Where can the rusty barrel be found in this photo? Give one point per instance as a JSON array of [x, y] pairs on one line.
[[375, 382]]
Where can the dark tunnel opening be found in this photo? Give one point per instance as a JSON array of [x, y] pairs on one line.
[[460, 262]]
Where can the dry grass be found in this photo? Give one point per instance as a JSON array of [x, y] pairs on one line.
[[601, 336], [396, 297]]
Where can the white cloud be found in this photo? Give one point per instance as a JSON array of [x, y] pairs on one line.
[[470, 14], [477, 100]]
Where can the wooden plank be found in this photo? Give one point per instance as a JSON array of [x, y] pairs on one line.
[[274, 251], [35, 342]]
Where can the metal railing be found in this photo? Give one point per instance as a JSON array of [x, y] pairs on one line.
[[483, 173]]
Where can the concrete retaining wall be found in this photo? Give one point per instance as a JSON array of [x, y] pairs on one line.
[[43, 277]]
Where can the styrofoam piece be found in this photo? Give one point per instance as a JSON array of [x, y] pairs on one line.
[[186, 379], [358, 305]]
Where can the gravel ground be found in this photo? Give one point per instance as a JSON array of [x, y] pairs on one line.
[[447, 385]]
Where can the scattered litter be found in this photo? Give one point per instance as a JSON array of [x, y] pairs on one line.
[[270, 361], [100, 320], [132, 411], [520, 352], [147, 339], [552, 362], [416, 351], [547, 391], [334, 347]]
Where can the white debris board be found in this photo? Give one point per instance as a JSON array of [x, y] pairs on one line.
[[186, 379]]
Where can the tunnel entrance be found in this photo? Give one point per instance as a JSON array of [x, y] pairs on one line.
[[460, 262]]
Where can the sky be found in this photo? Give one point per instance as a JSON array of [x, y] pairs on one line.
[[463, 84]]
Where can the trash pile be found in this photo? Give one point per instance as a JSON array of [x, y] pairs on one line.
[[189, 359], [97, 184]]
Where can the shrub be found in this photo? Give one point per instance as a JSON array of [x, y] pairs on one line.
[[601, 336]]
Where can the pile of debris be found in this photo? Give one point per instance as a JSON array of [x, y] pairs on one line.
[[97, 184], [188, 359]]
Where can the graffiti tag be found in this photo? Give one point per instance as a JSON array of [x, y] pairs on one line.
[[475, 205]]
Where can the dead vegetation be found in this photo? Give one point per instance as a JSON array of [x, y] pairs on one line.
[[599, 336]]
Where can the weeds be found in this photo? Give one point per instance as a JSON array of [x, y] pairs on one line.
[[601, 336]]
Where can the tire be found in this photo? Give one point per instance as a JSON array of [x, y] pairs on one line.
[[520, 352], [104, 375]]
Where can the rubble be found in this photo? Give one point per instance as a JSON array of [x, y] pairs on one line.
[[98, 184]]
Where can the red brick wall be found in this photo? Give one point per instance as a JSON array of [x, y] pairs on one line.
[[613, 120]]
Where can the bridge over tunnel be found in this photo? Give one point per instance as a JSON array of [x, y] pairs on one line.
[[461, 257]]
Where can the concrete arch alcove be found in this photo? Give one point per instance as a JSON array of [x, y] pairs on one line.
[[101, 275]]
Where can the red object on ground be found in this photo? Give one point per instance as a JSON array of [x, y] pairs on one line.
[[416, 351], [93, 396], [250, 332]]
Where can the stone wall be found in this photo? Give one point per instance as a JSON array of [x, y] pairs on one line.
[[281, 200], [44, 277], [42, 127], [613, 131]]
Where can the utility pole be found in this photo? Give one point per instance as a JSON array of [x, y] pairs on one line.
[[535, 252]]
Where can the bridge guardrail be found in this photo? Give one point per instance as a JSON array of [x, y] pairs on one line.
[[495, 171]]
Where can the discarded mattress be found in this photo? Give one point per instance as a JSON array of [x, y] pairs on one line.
- - -
How to complete this task:
Repeat each entry above, keeping every word exact.

Completed exercise:
Where can the rusty barrel be found in this photo? Give one point per instance as a JSON array of [x, y] pairs on one line.
[[375, 382]]
Where can the dark tunnel opening be found in this photo? Give one point per instance as a JSON array of [x, y] pairs on one line.
[[460, 262]]
Where can the dry grass be found in this photo? Give one point per instance as a JSON array of [x, y] pairs on one line.
[[601, 336], [396, 297]]
Where can the white cloud be found in this photo? Give one point per instance as a JSON array of [x, y] pairs on one line.
[[470, 14], [477, 100]]
Where can the wooden plank be found in this photo? Give one point per instance as a JSON array of [x, y] pairs on one line.
[[274, 251], [35, 342]]
Where can the metal railing be found in this photo? Give one point per instance as a JSON array of [x, y] pairs on one line.
[[483, 173]]
Where can the concrete retaining wall be found in this photo? Give one point per instance as a JSON array of [x, y] pairs on one line.
[[43, 277]]
Where can the styrofoam piece be found in this photo? Give one point per instance as a JSON array of [x, y] pairs on one line.
[[186, 379], [358, 305]]
Where can the gravel ground be found in this photo? Give one point per instance as a JSON array of [x, y] pairs on one line.
[[447, 385]]
Where can the scattered litter be found in this photo? Give one point per instance as a JSON array of [x, y] pairs on one line.
[[270, 361], [100, 320], [132, 411], [520, 352], [147, 339], [552, 362], [416, 351], [547, 391], [334, 347]]
Where can the white debris board be found in this photo? Give one point per instance as a JSON array of [x, y] pairs on one line.
[[186, 379]]
Where can the tunnel entrance be found in this photo? Give one point per instance as a JSON array of [x, y] pairs on one line.
[[460, 262]]
Where can the sky be found in this photo? Give one point per instance as a JSON array of [x, y] pairs on one line.
[[463, 84]]
Where can the trash pile be found in this photo? Give one point per instance as a JSON array of [x, y] pairs on one line.
[[189, 359], [97, 184]]
Where can the shrub be found in this photo? Give one point per instance as a JSON array of [x, y] pairs on one line.
[[601, 336]]
Where can the pile of debris be found in this photo? Give one point per instance as a JSON array of [x, y] pairs on one line.
[[97, 184], [188, 359]]
Where can the graffiti tag be found in this photo? Give one point per instance as a JSON array of [x, y] pairs on one line.
[[475, 205]]
Where can the dead vegetation be found in this photo? Give one point per instance as a JSON array of [x, y] pairs on one line.
[[599, 336]]
Where can the weeds be found in this photo? Give one point per instance as a JSON array of [x, y] pairs on one line.
[[601, 336]]
Where can the tire be found in this photo? Give one point per instance as a JSON array of [x, y] pairs on one line.
[[520, 352], [104, 375]]
Where can the rubble be found in this photo? Give one point per instance as a JSON array of [x, y] pairs on one line.
[[98, 184]]
Where can the red brick wall be found in this photo? Give one point per instance as a JSON array of [x, y] pairs on one line.
[[613, 120]]
Where can the bridge over tunnel be found in this photo? Give one point per instance as a JSON array of [x, y] pairs on one line.
[[461, 257]]
Where can the concrete arch alcove be found in this photo? Give one point per instance as a JSON array of [x, y] pairs on one line.
[[101, 275]]
Where can the red object on ground be found in this photo? Give one point per instance as a JSON array of [x, y] pairs on one line.
[[416, 351], [93, 396], [250, 332]]
Where can the stone wall be found in this photo? Give one point per instance as a JSON array of [x, y] pairs on one line.
[[281, 200], [44, 277], [42, 127], [613, 131]]
Where can the utility pole be found in this photo? Give one point per instance as a JSON array of [x, y] pairs on one line.
[[535, 252]]
Where can the bridge guardrail be found in this photo? Give one point per instance as a JSON array of [x, y] pairs on one line.
[[495, 171]]
Where can the discarded mattress be found in this photo? Give one point per instance as a JSON array of [x, y] pairs on one line.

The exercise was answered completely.